▸ **Por hacer**
• a. Responde estas preguntas con datos del relato sobre Gladis y Tirofijo:
(i) ¿Qué pedía Marulanda al entrar a la casa?
(ii) ¿Cuántas órdenes de captura tenía a nivel internacional?
(iii) ¿Qué edad tenía Gladis cuando tomó la decisión de no comprometerse con él?
• b. Prolonga el relato sobre Gladis y Tirofijo a partir de su última oración.

▸ **Texto del documento**
§ §

Un ayer en el que el siglo cambia y remplaza las melodías de amor, por balazos que sí van directos al corazón; por un clima donde la lluvia no son partículas liquidas de agua, sino la fusión de dos océanos que derraman sangre al borde de una franja amarilla que aún no se sabe dónde está. Es ese momento en el que ni un milgrano la ha de salvar, un pasado que ha tenido que lidiar con guerrilleros, violencia, armas como utensilios del día a día, y un amor odio por todo lo que genera paz.

Me miraba en ocasiones fijamente cuando ella misma sabía que el relato que contaba le hacía falta un poco de consolación, un abrazo o quizás un minuto de silencio para presenciar a los que ya no están, pero que quisieron permanecer. Una historia que en medio de suspiros sacaba a la luz como el mismísimo Pedro Antonio Marín, alias Manuel Marulanda Vélez, o Tirofijo, el máximo comandante de las FARC, el terrorista y homicida llegaba a su casa desafiando la muerte con el amor.

Marulanda entraba con sus botas de caucho embarradas a su casa, dando zancadas largas y fuertes, pidiendo limonada para él y para los otros guerrilleros que lo acompañaban luego de cualquier catástrofe, que ni ella ni usted lo podría imaginar. Ella se sacrificaba en la cocina para servirles como si realmente valiera la pena atenderlos de buena manera, sabiendo que lo único que en ese momento la hacía una buena persona, era que su vida dependía de un fusil que cargaba el comandante de las FARC, el padre de la defensa campesina primero y luego de la violencia comunista, además de la eterna declaración que este le recitaba todos los días al pasar por su rancho, el subversivo que tenía 150 órdenes de captura a nivel nacional y 21 a nivel internacional.

Un amor que Gladis nunca quiso y nunca se comprometió por más de que Tirofijo le pidiese ser su esposa; la primera decisión que a sus tan solo dieciséis años supo tomar, cuando ni siquiera su voz contaba. Siendo las dos de la tarde mientras recorría la entrevista, ella seguía mencionando aquel suceso que después de tanto tiempo recuerda con tanta frescura y plenitud, que en medio de un conflicto supo a quién odiar y a quien amar.

§ §

▸ **Listado extraído**

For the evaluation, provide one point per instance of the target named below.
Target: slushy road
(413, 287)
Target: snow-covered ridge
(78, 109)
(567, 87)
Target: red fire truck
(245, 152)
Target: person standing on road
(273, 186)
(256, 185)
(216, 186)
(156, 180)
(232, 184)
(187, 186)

§ §

▸ **Respuestas dadas**
• a.
(i) Pedía limonada para él y para los otros guerrilleros que lo acompañaban.
(ii) Tenía 21 órdenes de captura a nivel internacional.
(iii) Tenía dieciséis años.

• b.
El señor Rogelio Orozco que “En paz descanse” como ella menciona, era su primer y su último pensamiento. Estuvo junto a él 60 años de matrimonio y construyó un hogar a la mitad de una pelea entre liberales y conservadores; una guerra que por crueldad y venganza de amor, acabó con la vida de su cuñado Gustavo, a quien Tirofijo, el comandante de las autodefensas campesinas y guerrillero, asesinó por desquite al no obtener su cariño.

Después de lo sucedido, estando en ese entonces con su esposo Rogelio, vio cómo su pueblo llamado Gaitania, en honor al líder liberal Jorge Eliecer Gaitán, no tenía apuros para dejar ir las armas, es más, se quedaban hasta dejar escombros de sangre. Eran otras zozobras provocadas por los Pájaros de Santa María, un grupo armado ilegal que también arrasaban con todo, llevando a muchos directo al cementerio, y al mismo tiempo al purgatorio donde los pecados se desvanecen para ir al reino de los cielos o todo lo contrario, en realidad era como cuenta la leyenda: directo al suelo de las tinieblas.

Una tragedia que se vivió en varios pueblos y corregimientos del país, una realidad que no era para nadie pero que la hicieron para todos, de ir a dormir con un beso en la frente de una bala; de pasar de la mano que lleva a los hijos a la escuela, al dedo que toma el gatillo de los fusiles AK-47; de olvidar el cultivo del café para sembrar campos minados y que en vez de replicar la palabra ¡te amo! toque recitar ¡dale señor el descanso eterno y brille para él la luz perpetua!

Al terminar su tinto, y cruzar las últimas palabras de nuestra charla con tono de preguntas, noté su ardiente dolor, la falta que le hace su difunto marido, y las lágrimas que derrama en silencio, en el más allá de su ser y donde ella no quiere estar. Su infinita grandeza de amar es notable, en su mirada limpia solo quiere salir corriendo y ver al amor de su vida y al amor de su muerte. Él, el finado Rogelio es su paz, es su tranquilidad. Ya no hay quien resucite al tercer día y menos un domingo. Una muerte en vida, que no espera decir adiós, sino para sentir que morir es un síntoma de vida.